Pasaje
★ ★ ★ ★ ★ ★ ★

Que enseñan que en esta vida no hay fruto alguno, ni ningún sentimiento, ni certeza de la elección inmutable para gloria; sino la que depende de una condición mutable e incierta.
No es solo absurdo hablar de una certidumbre incierta, lo cual es contrario a la experiencia de los santos, quienes, en virtud del sentimiento interno de su elección, se gozan con el Apóstol, y celebran este beneficio de Dios, quienes se alegran con los discípulos, según la amonestación de Cristo, “de que los espíritus se os sometan, sino regocijaos de que vuestros nombres están escritos en los cielos” (Lucas 10:20); quienes también oponen el sentimiento interno de su elección contra las saetas ardientes de los ataques del diablo cuando preguntan: “¿Quién acusará a los escogidos de Dios?” (Romanos 8:33).
VIII.
Que enseñan que no fue por su sola justa voluntad que Dios decidió dejar a algunos en la caída de Adán y en la común condición de pecado y condenación, ni pasarlos por alto en la comunicación de la gracia que es necesaria para la fe y la conversión.
Pues esto es firme: “Así que del que quiere tiene misericordia, y al que quiere endurece” (Romanos 9:18). Y esto también: “porque a vosotros se os ha concedido conocer los misterios del reino de los cielos, pero a ellos no se les ha concedido” (Mateo 13:11). Igualmente: “Te alabo, Padre, Señor del cielo y de la tierra, porque ocultaste estas cosas a sabios e inteligentes, y las revelaste a los niños. Sí, Padre, porque así fue de tu agrado” (Mateo 11:25, 26).

★ ★ ★ ★ ★ ★ ★

Datos proporcionados

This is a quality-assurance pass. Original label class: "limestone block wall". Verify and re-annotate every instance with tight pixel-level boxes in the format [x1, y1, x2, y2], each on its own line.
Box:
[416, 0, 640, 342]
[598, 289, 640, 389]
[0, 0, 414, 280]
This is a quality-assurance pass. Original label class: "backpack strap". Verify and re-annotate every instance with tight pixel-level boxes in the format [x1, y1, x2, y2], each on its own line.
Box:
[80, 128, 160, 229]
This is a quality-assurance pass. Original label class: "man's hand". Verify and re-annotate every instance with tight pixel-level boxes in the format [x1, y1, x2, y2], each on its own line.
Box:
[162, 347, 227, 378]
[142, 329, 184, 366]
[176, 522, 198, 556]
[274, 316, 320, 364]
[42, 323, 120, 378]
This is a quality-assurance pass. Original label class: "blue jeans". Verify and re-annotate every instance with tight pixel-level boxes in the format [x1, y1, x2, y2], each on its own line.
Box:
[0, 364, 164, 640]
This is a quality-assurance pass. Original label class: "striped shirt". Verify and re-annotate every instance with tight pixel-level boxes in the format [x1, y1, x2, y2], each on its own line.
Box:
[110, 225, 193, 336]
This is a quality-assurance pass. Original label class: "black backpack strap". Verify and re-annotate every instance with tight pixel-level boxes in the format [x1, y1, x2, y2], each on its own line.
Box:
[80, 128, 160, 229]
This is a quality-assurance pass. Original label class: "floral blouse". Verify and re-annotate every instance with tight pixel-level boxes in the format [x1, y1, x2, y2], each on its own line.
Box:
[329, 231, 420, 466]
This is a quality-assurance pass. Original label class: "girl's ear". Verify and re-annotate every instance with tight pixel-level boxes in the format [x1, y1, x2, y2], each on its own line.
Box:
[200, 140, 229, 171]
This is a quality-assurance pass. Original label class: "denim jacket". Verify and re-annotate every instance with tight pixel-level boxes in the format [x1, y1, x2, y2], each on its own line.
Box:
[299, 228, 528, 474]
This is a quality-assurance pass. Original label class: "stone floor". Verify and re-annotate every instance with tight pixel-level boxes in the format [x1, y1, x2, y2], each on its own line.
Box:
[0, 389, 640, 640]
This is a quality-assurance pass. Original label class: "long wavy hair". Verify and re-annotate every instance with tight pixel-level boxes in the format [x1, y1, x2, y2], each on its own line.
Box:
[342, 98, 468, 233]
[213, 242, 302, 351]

★ ★ ★ ★ ★ ★ ★

Tareas a realizar
1. Resume el pasaje en dos oraciones.
2. Contesta estas preguntas a partir del pasaje, cada respuesta en su propia línea y con la misma letra:
(a) ¿Qué pregunta hacen los santos contra las saetas ardientes de los ataques del diablo?
(b) Según la cita de Mateo 11:25-26, ¿a quiénes reveló el Padre estas cosas?
(c) ¿En qué condición común decidió Dios dejar a algunos, según el pasaje?
3. Reproduce del pasaje el fragmento que va de "Que enseñan que no" a "(Mateo 11:25, 26).", ambos incluidos.

Respuestas
1. El pasaje rechaza a quienes enseñan que en esta vida no hay certeza de la elección inmutable para gloria, sino solo una que depende de una condición mutable e incierta, y lo declara contrario a la experiencia de los santos, que se gozan en su elección y la oponen a los ataques del diablo. También rechaza a quienes enseñan que Dios no decidió por su sola justa voluntad dejar a algunos en la caída de Adán ni pasarlos por alto en la comunicación de la gracia, y para ello cita Romanos 9:18, Mateo 13:11 y Mateo 11:25-26.

2.
(a) “¿Quién acusará a los escogidos de Dios?”
(b) A los niños.
(c) En la común condición de pecado y condenación.

3.
Que enseñan que no fue por su sola justa voluntad que Dios decidió dejar a algunos en la caída de Adán y en la común condición de pecado y condenación, ni pasarlos por alto en la comunicación de la gracia que es necesaria para la fe y la conversión.
Pues esto es firme: “Así que del que quiere tiene misericordia, y al que quiere endurece” (Romanos 9:18). Y esto también: “porque a vosotros se os ha concedido conocer los misterios del reino de los cielos, pero a ellos no se les ha concedido” (Mateo 13:11). Igualmente: “Te alabo, Padre, Señor del cielo y de la tierra, porque ocultaste estas cosas a sabios e inteligentes, y las revelaste a los niños. Sí, Padre, porque así fue de tu agrado” (Mateo 11:25, 26).